- **Goal**: Locate every line in the rows below that contains the string "drill", and copy each such line. The match is case-sensitive.

Photo object pointing rows
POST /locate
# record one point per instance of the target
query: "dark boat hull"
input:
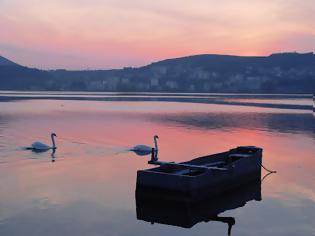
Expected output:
(243, 164)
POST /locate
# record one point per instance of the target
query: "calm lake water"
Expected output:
(88, 186)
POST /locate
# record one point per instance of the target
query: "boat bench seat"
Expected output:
(239, 155)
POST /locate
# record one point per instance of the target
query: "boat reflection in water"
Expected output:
(187, 214)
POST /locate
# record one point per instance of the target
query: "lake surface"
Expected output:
(88, 186)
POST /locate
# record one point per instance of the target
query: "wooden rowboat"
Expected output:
(202, 177)
(187, 215)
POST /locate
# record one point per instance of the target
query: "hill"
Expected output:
(277, 73)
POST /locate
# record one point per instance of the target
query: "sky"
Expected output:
(105, 34)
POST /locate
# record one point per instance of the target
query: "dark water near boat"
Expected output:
(88, 186)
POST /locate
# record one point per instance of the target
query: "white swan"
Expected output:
(41, 147)
(143, 150)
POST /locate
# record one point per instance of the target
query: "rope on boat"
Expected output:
(270, 171)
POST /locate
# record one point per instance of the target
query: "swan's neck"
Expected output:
(53, 141)
(155, 143)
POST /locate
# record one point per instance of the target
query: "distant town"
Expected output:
(277, 73)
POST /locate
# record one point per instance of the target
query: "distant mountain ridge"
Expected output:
(6, 62)
(277, 73)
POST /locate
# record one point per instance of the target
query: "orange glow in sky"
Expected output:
(116, 33)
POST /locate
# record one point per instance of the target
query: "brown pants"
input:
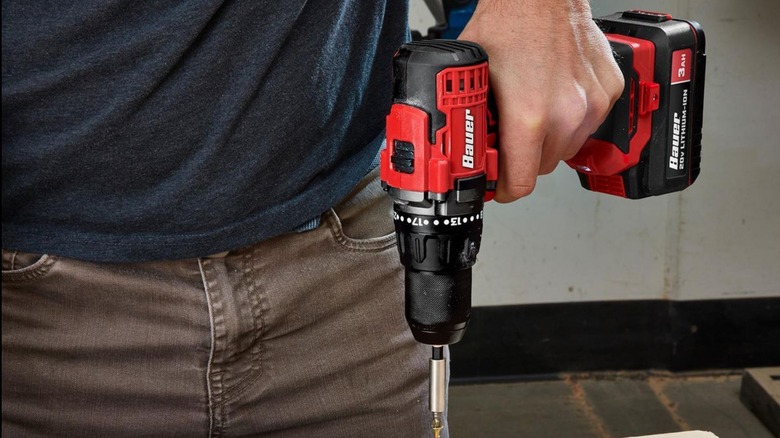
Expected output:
(302, 335)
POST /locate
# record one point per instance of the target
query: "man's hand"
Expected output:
(554, 79)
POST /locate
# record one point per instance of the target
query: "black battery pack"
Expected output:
(650, 144)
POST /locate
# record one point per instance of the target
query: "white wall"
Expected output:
(718, 239)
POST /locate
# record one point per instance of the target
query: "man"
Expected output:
(195, 243)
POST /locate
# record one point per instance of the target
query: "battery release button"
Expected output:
(652, 17)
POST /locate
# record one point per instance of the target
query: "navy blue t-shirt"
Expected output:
(160, 130)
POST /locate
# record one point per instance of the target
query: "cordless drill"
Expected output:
(441, 163)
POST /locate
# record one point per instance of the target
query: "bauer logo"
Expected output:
(468, 155)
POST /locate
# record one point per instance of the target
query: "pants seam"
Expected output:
(211, 350)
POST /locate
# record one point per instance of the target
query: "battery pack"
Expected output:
(650, 143)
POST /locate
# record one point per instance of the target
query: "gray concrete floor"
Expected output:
(603, 406)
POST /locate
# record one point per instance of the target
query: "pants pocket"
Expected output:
(24, 266)
(363, 220)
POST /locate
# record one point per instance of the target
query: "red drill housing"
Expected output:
(439, 169)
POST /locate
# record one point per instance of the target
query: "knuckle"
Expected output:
(521, 189)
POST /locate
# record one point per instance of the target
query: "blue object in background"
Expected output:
(457, 18)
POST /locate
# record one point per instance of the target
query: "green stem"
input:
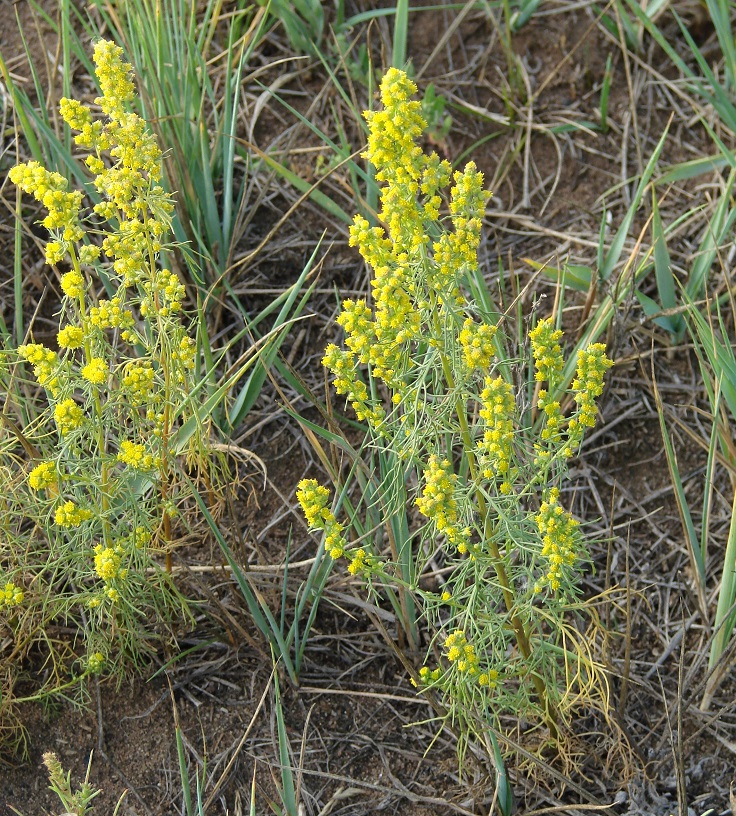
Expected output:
(507, 589)
(99, 429)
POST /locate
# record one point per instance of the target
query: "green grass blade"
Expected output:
(401, 32)
(288, 789)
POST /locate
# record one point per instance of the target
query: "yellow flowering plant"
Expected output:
(101, 487)
(461, 522)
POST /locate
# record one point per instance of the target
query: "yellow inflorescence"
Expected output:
(45, 364)
(96, 662)
(95, 371)
(68, 416)
(42, 476)
(51, 189)
(134, 455)
(559, 531)
(461, 653)
(313, 499)
(70, 515)
(70, 337)
(11, 595)
(439, 504)
(476, 341)
(110, 314)
(107, 563)
(587, 387)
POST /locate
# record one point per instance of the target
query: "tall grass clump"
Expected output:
(462, 522)
(93, 475)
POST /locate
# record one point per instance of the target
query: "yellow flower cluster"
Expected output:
(95, 371)
(95, 662)
(548, 364)
(134, 455)
(461, 653)
(495, 448)
(109, 314)
(476, 341)
(438, 502)
(559, 531)
(45, 364)
(71, 515)
(68, 416)
(427, 675)
(186, 355)
(399, 161)
(51, 189)
(11, 595)
(313, 499)
(42, 476)
(107, 563)
(457, 251)
(72, 284)
(587, 387)
(70, 337)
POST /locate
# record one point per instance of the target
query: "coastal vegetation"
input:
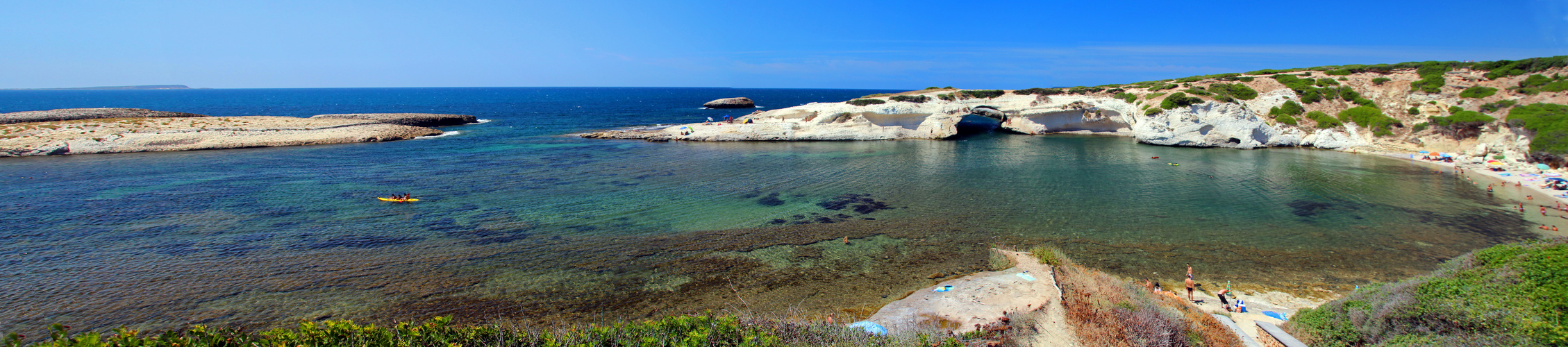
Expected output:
(1371, 118)
(983, 93)
(1110, 312)
(861, 103)
(1478, 92)
(1462, 124)
(1178, 99)
(1324, 120)
(1512, 294)
(1550, 123)
(670, 332)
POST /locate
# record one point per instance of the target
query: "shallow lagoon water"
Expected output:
(519, 220)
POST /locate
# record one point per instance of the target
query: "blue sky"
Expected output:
(745, 44)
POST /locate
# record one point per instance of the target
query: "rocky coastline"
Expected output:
(106, 130)
(1183, 112)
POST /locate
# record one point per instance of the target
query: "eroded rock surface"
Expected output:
(731, 103)
(415, 120)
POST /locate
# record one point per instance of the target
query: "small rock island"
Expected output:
(101, 130)
(731, 103)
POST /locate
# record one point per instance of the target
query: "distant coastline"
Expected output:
(93, 88)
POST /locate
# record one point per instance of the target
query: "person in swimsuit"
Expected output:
(1189, 288)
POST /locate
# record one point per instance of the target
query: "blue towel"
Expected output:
(1280, 316)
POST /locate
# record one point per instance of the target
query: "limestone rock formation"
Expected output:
(189, 134)
(415, 120)
(87, 114)
(731, 103)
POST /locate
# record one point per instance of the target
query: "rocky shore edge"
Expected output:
(104, 130)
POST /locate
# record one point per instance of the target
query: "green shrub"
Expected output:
(1235, 90)
(1324, 121)
(1478, 92)
(861, 103)
(1462, 124)
(1371, 118)
(1178, 99)
(1550, 123)
(1431, 77)
(1535, 81)
(1038, 92)
(1287, 109)
(1512, 294)
(983, 93)
(1084, 90)
(1496, 105)
(1285, 120)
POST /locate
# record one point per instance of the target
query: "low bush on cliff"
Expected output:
(861, 103)
(1371, 118)
(1235, 90)
(1431, 77)
(983, 93)
(1493, 107)
(1286, 120)
(1514, 294)
(1287, 109)
(1038, 92)
(1462, 124)
(1324, 120)
(1550, 123)
(1178, 99)
(681, 330)
(1478, 92)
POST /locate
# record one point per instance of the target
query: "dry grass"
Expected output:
(1109, 312)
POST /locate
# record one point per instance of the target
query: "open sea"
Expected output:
(523, 222)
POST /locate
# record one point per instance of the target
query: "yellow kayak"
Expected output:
(396, 200)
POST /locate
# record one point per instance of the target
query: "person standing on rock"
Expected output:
(1189, 288)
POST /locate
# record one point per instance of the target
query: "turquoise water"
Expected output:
(521, 222)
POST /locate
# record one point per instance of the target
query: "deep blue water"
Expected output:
(521, 220)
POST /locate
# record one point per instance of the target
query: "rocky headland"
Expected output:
(1394, 109)
(102, 130)
(731, 103)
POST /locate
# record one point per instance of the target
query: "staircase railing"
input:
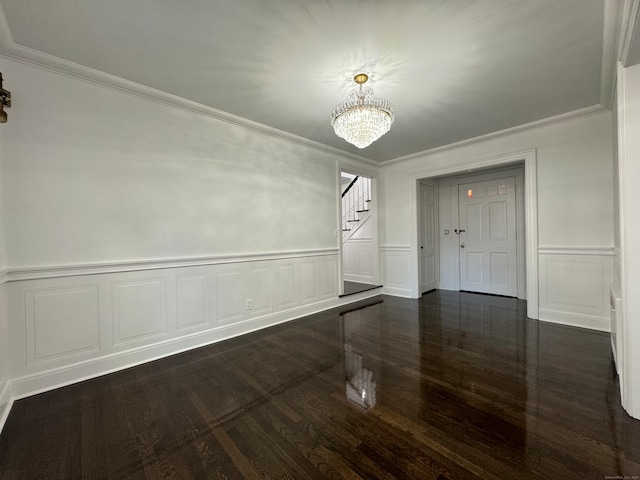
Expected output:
(355, 203)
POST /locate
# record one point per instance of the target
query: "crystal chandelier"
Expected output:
(362, 118)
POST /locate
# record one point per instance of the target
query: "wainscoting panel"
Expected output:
(140, 310)
(396, 265)
(192, 294)
(309, 282)
(230, 296)
(358, 260)
(286, 286)
(260, 292)
(61, 322)
(574, 286)
(329, 274)
(66, 328)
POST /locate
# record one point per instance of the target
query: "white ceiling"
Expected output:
(453, 69)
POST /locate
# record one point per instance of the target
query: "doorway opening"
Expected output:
(481, 234)
(515, 176)
(359, 226)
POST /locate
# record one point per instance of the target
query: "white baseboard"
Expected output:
(6, 402)
(59, 377)
(591, 322)
(358, 278)
(397, 292)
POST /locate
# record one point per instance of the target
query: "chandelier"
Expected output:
(362, 118)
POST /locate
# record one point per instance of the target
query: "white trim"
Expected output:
(591, 322)
(592, 110)
(395, 248)
(7, 400)
(627, 21)
(36, 273)
(59, 377)
(612, 13)
(397, 292)
(530, 209)
(575, 250)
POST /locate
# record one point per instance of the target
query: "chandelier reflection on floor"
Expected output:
(362, 118)
(360, 387)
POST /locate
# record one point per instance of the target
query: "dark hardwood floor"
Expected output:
(451, 386)
(351, 288)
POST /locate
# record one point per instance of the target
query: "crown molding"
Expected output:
(627, 22)
(611, 29)
(563, 117)
(13, 51)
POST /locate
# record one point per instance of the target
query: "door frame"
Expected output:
(505, 171)
(530, 213)
(375, 244)
(436, 225)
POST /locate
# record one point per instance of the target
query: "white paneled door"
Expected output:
(428, 209)
(487, 236)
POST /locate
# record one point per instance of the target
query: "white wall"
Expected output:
(629, 198)
(5, 394)
(135, 229)
(575, 206)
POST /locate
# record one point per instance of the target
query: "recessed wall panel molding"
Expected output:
(286, 275)
(230, 296)
(139, 310)
(61, 322)
(192, 301)
(358, 260)
(397, 270)
(329, 277)
(260, 289)
(309, 281)
(65, 329)
(574, 289)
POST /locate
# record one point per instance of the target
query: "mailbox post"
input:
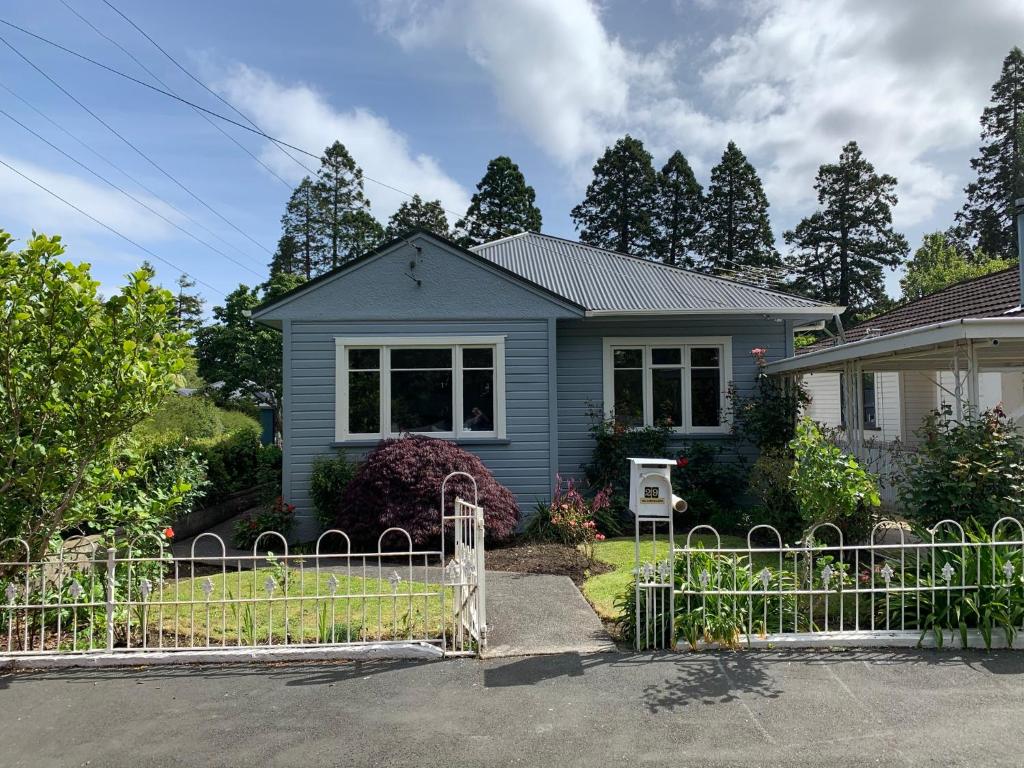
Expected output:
(652, 503)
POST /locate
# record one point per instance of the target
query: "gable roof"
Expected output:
(610, 283)
(992, 295)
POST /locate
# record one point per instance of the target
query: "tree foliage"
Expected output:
(939, 263)
(418, 213)
(987, 217)
(737, 231)
(617, 210)
(678, 212)
(503, 204)
(840, 250)
(77, 373)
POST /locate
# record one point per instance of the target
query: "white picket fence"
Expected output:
(140, 598)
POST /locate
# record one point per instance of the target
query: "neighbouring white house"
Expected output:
(961, 348)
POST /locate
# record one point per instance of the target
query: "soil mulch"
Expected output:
(557, 559)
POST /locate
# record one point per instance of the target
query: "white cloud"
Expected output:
(302, 117)
(791, 84)
(27, 207)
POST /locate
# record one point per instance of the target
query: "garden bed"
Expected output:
(557, 559)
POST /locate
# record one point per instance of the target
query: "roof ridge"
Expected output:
(671, 267)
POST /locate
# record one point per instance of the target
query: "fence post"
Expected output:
(481, 579)
(111, 552)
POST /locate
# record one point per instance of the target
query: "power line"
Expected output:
(152, 74)
(126, 193)
(202, 84)
(109, 227)
(118, 168)
(132, 145)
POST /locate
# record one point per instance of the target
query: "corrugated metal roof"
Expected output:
(606, 281)
(994, 295)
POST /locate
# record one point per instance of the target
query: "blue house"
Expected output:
(512, 349)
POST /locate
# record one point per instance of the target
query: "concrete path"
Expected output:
(530, 613)
(751, 709)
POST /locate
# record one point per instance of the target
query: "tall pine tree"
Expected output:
(413, 213)
(987, 217)
(678, 212)
(503, 204)
(617, 210)
(840, 251)
(342, 209)
(301, 224)
(737, 232)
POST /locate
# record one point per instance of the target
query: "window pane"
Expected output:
(668, 395)
(629, 397)
(629, 357)
(419, 357)
(667, 356)
(705, 356)
(421, 400)
(706, 397)
(364, 358)
(478, 357)
(478, 400)
(364, 402)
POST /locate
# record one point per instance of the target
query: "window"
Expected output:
(867, 400)
(679, 382)
(439, 386)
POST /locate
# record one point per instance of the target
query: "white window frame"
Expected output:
(385, 344)
(724, 343)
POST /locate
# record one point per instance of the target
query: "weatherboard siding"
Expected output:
(580, 367)
(522, 462)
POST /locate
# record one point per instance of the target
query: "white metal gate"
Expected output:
(465, 572)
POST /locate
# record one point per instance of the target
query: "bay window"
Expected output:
(440, 386)
(680, 383)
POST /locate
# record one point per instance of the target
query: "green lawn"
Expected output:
(604, 589)
(240, 612)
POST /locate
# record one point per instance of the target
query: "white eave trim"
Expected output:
(939, 333)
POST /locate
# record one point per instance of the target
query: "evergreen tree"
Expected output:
(840, 251)
(503, 204)
(300, 223)
(286, 258)
(413, 213)
(187, 307)
(342, 209)
(617, 210)
(737, 232)
(939, 263)
(987, 217)
(678, 212)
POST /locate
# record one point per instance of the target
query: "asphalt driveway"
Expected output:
(757, 709)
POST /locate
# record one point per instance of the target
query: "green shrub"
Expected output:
(330, 477)
(972, 468)
(829, 485)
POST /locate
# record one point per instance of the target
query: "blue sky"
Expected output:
(425, 93)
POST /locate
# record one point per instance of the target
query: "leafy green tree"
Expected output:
(503, 204)
(187, 306)
(987, 216)
(619, 208)
(417, 212)
(343, 219)
(939, 263)
(678, 212)
(840, 250)
(737, 231)
(300, 225)
(243, 355)
(77, 374)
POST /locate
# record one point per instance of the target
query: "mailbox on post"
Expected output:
(650, 488)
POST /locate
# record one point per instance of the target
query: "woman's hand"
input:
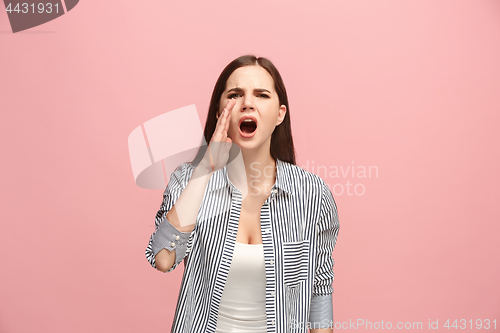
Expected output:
(217, 153)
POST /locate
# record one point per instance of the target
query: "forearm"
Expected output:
(185, 210)
(182, 216)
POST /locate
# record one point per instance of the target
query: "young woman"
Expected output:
(255, 231)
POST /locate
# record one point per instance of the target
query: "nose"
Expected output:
(247, 102)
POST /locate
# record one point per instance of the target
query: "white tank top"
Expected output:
(243, 303)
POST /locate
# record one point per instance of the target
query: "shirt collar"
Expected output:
(284, 178)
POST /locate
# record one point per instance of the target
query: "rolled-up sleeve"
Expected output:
(166, 236)
(321, 314)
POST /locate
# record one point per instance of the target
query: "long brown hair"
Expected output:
(281, 139)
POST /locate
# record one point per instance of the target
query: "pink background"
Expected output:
(410, 87)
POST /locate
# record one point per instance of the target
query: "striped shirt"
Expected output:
(299, 225)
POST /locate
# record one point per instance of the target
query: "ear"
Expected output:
(281, 115)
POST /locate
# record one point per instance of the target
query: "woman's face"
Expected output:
(252, 87)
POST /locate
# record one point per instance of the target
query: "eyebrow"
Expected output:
(237, 89)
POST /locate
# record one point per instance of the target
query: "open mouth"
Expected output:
(248, 126)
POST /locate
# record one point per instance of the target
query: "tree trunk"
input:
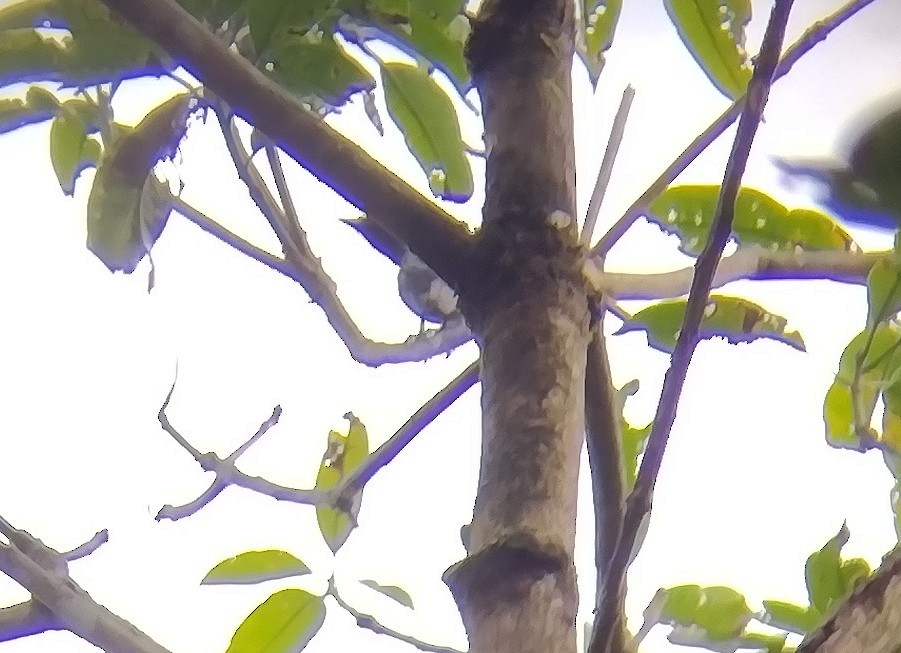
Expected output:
(526, 303)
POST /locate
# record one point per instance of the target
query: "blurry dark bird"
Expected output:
(423, 291)
(864, 190)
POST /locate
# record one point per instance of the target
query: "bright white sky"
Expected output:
(748, 489)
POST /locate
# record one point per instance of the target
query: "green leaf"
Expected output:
(100, 48)
(27, 13)
(39, 105)
(127, 206)
(271, 21)
(883, 290)
(214, 12)
(721, 612)
(788, 616)
(427, 118)
(733, 318)
(343, 455)
(71, 151)
(391, 591)
(319, 68)
(869, 367)
(826, 584)
(253, 567)
(687, 211)
(714, 33)
(599, 19)
(283, 623)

- **Exercise solution**:
query: "cordless drill"
query: "red drill housing"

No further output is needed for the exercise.